**REQUIREMENT:** Copy out all of the material below verbatim, reproducing every line without alteration.

Records from an annotation dataset

— Start —

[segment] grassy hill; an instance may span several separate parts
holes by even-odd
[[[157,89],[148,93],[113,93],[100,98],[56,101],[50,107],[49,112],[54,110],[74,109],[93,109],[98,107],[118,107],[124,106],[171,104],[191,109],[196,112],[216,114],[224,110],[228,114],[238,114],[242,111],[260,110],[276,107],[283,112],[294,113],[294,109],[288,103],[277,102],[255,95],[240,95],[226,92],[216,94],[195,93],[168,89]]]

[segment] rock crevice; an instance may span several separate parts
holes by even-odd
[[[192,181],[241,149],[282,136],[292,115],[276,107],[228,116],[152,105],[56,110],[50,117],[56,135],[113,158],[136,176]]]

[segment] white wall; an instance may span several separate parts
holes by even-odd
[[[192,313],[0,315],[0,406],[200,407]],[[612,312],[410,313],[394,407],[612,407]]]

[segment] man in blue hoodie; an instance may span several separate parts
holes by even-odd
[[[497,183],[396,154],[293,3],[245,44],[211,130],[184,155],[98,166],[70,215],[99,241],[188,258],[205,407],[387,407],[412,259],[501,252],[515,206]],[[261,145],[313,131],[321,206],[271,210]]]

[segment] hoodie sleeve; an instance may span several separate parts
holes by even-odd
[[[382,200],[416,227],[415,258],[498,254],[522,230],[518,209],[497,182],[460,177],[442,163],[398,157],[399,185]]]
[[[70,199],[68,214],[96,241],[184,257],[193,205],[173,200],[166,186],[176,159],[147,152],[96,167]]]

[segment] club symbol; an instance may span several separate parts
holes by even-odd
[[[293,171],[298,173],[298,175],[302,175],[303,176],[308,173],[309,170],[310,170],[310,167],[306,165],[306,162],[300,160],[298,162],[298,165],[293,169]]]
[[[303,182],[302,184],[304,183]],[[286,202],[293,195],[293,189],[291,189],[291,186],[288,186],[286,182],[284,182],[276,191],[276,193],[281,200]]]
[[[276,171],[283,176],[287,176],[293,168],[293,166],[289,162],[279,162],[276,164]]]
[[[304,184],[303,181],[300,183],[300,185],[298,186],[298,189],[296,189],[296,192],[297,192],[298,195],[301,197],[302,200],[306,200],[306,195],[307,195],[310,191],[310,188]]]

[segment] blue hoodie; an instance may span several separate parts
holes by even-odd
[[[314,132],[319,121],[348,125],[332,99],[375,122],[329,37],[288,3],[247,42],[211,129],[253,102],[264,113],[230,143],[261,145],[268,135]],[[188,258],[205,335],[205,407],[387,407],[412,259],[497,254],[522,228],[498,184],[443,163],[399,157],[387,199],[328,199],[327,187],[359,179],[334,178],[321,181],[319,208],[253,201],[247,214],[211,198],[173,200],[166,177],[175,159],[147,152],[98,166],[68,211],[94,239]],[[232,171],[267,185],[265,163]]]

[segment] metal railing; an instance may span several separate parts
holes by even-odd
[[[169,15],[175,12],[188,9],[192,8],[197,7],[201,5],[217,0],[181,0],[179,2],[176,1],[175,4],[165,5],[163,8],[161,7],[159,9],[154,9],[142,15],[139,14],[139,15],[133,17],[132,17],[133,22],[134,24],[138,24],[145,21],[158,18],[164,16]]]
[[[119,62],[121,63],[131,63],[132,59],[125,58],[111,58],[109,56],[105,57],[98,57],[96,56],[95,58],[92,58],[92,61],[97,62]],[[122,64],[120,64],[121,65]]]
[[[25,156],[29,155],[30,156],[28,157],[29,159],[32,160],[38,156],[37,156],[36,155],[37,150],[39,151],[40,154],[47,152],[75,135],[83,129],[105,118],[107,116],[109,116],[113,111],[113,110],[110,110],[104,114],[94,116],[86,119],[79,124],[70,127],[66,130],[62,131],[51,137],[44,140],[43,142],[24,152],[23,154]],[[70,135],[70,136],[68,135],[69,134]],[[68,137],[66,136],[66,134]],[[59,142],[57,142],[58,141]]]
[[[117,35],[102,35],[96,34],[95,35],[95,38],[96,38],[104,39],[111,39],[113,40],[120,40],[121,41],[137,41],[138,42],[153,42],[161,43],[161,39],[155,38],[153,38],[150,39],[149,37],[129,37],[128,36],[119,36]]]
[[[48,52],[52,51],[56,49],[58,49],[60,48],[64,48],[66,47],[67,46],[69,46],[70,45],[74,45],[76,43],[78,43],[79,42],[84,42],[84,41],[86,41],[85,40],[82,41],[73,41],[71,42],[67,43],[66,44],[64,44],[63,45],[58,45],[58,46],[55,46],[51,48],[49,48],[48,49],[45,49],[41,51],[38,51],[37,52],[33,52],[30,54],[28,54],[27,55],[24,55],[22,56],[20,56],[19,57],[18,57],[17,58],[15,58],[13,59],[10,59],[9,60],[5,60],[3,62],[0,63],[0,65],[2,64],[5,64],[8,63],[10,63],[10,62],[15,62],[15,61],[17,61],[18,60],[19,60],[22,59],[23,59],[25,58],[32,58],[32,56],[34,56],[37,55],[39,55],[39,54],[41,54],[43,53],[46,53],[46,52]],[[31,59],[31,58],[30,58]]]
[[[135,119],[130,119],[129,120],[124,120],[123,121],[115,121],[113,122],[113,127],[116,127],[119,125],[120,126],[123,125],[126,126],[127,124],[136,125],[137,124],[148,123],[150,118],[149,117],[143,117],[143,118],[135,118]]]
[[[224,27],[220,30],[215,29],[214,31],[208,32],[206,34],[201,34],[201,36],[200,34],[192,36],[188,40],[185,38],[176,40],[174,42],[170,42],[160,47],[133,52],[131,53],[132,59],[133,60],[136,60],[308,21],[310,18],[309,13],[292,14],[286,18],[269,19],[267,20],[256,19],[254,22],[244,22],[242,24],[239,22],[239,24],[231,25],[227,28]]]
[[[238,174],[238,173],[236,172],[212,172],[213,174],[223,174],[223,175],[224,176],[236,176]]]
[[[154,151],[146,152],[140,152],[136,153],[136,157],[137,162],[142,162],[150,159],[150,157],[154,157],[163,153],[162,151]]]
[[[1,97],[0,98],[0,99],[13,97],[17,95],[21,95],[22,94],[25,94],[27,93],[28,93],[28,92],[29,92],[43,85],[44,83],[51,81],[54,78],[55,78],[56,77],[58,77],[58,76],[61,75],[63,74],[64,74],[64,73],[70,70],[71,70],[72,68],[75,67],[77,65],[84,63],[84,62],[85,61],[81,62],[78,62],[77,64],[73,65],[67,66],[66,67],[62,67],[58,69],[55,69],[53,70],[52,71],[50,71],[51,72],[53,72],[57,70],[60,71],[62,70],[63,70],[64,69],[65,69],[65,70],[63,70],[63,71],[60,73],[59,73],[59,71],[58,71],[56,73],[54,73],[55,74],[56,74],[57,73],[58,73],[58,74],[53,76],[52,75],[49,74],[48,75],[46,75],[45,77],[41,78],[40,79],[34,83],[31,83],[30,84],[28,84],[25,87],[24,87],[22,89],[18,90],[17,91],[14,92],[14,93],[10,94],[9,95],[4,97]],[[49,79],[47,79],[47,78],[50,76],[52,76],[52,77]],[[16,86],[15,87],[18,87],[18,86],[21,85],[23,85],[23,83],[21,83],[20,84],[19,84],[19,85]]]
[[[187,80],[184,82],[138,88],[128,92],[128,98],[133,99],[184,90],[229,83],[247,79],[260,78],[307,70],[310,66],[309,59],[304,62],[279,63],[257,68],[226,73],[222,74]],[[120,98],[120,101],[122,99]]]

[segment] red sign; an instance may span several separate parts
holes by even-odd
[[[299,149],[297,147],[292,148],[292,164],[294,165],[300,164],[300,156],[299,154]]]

— End —

**CORRECT OUTPUT:**
[segment] grassy hill; an instance may span several separate parts
holes by even-odd
[[[157,89],[148,93],[113,93],[100,98],[56,101],[50,107],[49,112],[54,110],[74,109],[93,109],[98,107],[118,107],[124,106],[171,104],[191,109],[196,112],[216,114],[224,110],[228,114],[238,114],[242,111],[260,110],[276,107],[283,112],[294,113],[294,109],[288,103],[277,102],[255,95],[240,95],[226,92],[216,94],[195,93],[168,89]]]

[segment] rock crevice; an instance may span several separate parts
holes by even-odd
[[[192,181],[241,149],[282,136],[292,115],[276,107],[228,116],[152,105],[56,110],[50,117],[56,135],[113,158],[136,176]]]

[segment] white wall; an instance may span several separate parts
holes by even-odd
[[[192,313],[0,315],[0,406],[200,407]],[[612,312],[410,313],[394,407],[612,407]]]

[segment] man in blue hoodie; an instance may span several separate parts
holes by even-odd
[[[497,183],[396,154],[293,3],[245,44],[211,130],[184,155],[98,166],[70,215],[99,241],[188,258],[205,407],[387,407],[412,259],[501,252],[515,206]],[[261,145],[313,131],[321,206],[271,210]]]

[segment] hoodie sleeve; an instance may span several separate parts
holes by even-odd
[[[382,200],[416,227],[415,258],[498,254],[522,230],[518,209],[497,182],[460,177],[442,163],[398,157],[399,185]]]
[[[70,199],[68,214],[96,241],[184,257],[193,205],[173,200],[166,186],[176,159],[147,152],[96,167]]]

[segment] club symbol; an instance may span several separate parts
holes by even-odd
[[[293,171],[298,173],[298,175],[302,175],[303,176],[308,173],[309,170],[310,170],[310,167],[306,165],[306,162],[300,160],[298,162],[298,165],[293,169]]]
[[[303,182],[302,184],[304,183]],[[286,202],[293,195],[293,189],[291,189],[291,186],[288,186],[286,182],[284,182],[276,191],[276,193],[281,200]]]
[[[276,171],[283,176],[287,176],[293,168],[293,166],[289,162],[279,162],[276,164]]]
[[[304,184],[303,181],[300,183],[300,185],[298,186],[298,189],[296,189],[296,192],[297,192],[298,195],[301,197],[302,200],[306,200],[306,195],[307,195],[310,191],[310,188]]]

[segment] blue hoodie; an instance may span several separate parts
holes by even-odd
[[[314,132],[319,121],[348,125],[332,99],[375,122],[329,37],[288,3],[247,42],[211,129],[253,102],[264,113],[230,143],[261,145],[268,135]],[[188,258],[205,335],[205,407],[387,407],[412,259],[497,254],[522,228],[498,184],[443,163],[399,157],[387,199],[328,199],[327,187],[359,179],[334,178],[321,181],[319,208],[253,201],[247,214],[211,198],[173,200],[166,177],[175,159],[147,152],[98,166],[68,211],[94,239]],[[232,171],[267,185],[265,163]]]

[segment] metal railing; an instance may span several separate parts
holes by even-odd
[[[169,15],[175,12],[188,9],[192,8],[197,7],[201,5],[217,0],[181,0],[179,2],[176,1],[175,4],[165,5],[163,8],[161,7],[159,9],[154,9],[142,15],[139,14],[139,15],[133,17],[132,17],[133,22],[134,24],[138,24],[145,21],[158,18],[164,16]]]
[[[119,62],[121,63],[131,63],[132,59],[125,58],[111,58],[109,56],[105,57],[98,57],[96,56],[95,58],[92,58],[92,61],[97,62]],[[122,64],[120,64],[121,65]]]
[[[25,156],[29,155],[30,156],[28,157],[29,159],[32,160],[38,156],[37,156],[36,155],[37,150],[39,151],[40,154],[47,152],[75,135],[83,129],[105,118],[107,116],[109,116],[113,111],[113,110],[110,110],[104,114],[94,116],[86,119],[79,124],[70,127],[66,130],[62,131],[51,137],[44,140],[43,142],[24,152],[23,154]],[[70,135],[70,136],[68,135],[69,134]],[[68,137],[66,136],[66,134]],[[59,142],[57,142],[58,141]]]
[[[117,35],[102,35],[96,34],[95,35],[95,38],[96,38],[104,39],[111,39],[113,40],[120,40],[121,41],[137,41],[138,42],[153,42],[161,43],[161,39],[155,38],[153,38],[150,39],[149,37],[129,37],[128,36],[119,36]]]
[[[48,52],[52,51],[56,49],[58,49],[60,48],[64,48],[66,47],[67,46],[69,46],[70,45],[74,45],[76,43],[78,43],[79,42],[84,42],[84,41],[86,41],[85,40],[82,41],[73,41],[71,42],[67,43],[66,44],[64,44],[63,45],[58,45],[58,46],[55,46],[51,48],[49,48],[48,49],[45,49],[41,51],[38,51],[37,52],[33,52],[30,54],[28,54],[27,55],[24,55],[22,56],[20,56],[19,57],[18,57],[17,58],[15,58],[13,59],[10,59],[9,60],[5,60],[3,62],[0,63],[0,65],[2,64],[5,64],[8,63],[10,63],[10,62],[15,62],[15,61],[17,61],[18,60],[19,60],[22,59],[23,59],[25,58],[32,58],[32,56],[34,56],[37,55],[39,55],[39,54],[41,54],[43,53],[46,53],[46,52]],[[31,59],[31,58],[30,58]]]
[[[135,119],[130,119],[129,120],[124,120],[123,121],[115,121],[113,122],[113,127],[116,127],[119,125],[120,126],[123,125],[126,126],[127,124],[136,125],[137,124],[148,123],[150,118],[149,117],[143,117],[143,118],[135,118]]]
[[[224,27],[220,30],[215,29],[214,31],[208,32],[206,34],[201,34],[201,36],[200,34],[192,36],[188,40],[185,38],[176,40],[174,42],[170,42],[160,47],[133,52],[131,53],[132,59],[133,60],[136,60],[308,21],[310,18],[309,13],[292,14],[286,18],[269,19],[267,20],[256,19],[254,22],[244,22],[242,24],[239,22],[239,24],[231,25],[227,28]]]
[[[238,174],[238,173],[236,172],[212,172],[213,174],[223,174],[223,175],[224,176],[236,176]]]
[[[154,151],[146,152],[140,152],[136,153],[136,157],[137,162],[142,162],[150,159],[150,157],[154,157],[163,153],[162,151]]]
[[[1,97],[0,98],[0,99],[13,97],[17,95],[21,95],[22,94],[25,94],[27,93],[28,93],[28,92],[29,92],[43,85],[44,83],[51,81],[54,78],[55,78],[56,77],[58,77],[58,76],[61,75],[63,74],[64,74],[64,73],[70,70],[71,70],[72,68],[75,67],[77,65],[84,63],[84,62],[85,61],[81,62],[78,62],[77,64],[73,65],[67,66],[66,67],[62,67],[58,69],[55,69],[53,70],[52,71],[50,71],[51,72],[53,72],[57,70],[60,71],[62,70],[63,70],[64,69],[65,69],[65,70],[63,70],[63,71],[60,73],[59,73],[59,71],[58,71],[56,73],[54,73],[55,74],[56,74],[57,73],[58,73],[58,74],[53,76],[52,75],[49,74],[48,75],[46,75],[45,77],[41,78],[40,79],[34,83],[31,83],[30,84],[28,84],[25,87],[24,87],[22,89],[18,90],[17,91],[14,92],[14,93],[10,94],[9,95],[4,97]],[[49,79],[47,79],[47,78],[50,76],[52,76],[52,77]],[[16,86],[15,87],[18,87],[18,86],[21,85],[23,85],[23,83],[21,83],[20,84],[19,84],[19,85]]]
[[[187,80],[184,82],[138,88],[128,92],[128,98],[133,99],[184,90],[229,83],[247,79],[260,78],[307,70],[310,66],[309,59],[304,62],[279,63],[257,68],[226,73],[222,74]],[[120,98],[120,101],[122,99]]]

[segment] red sign; an instance may span several separate parts
holes by even-odd
[[[299,149],[297,147],[292,148],[292,164],[294,165],[300,164],[300,156],[299,154]]]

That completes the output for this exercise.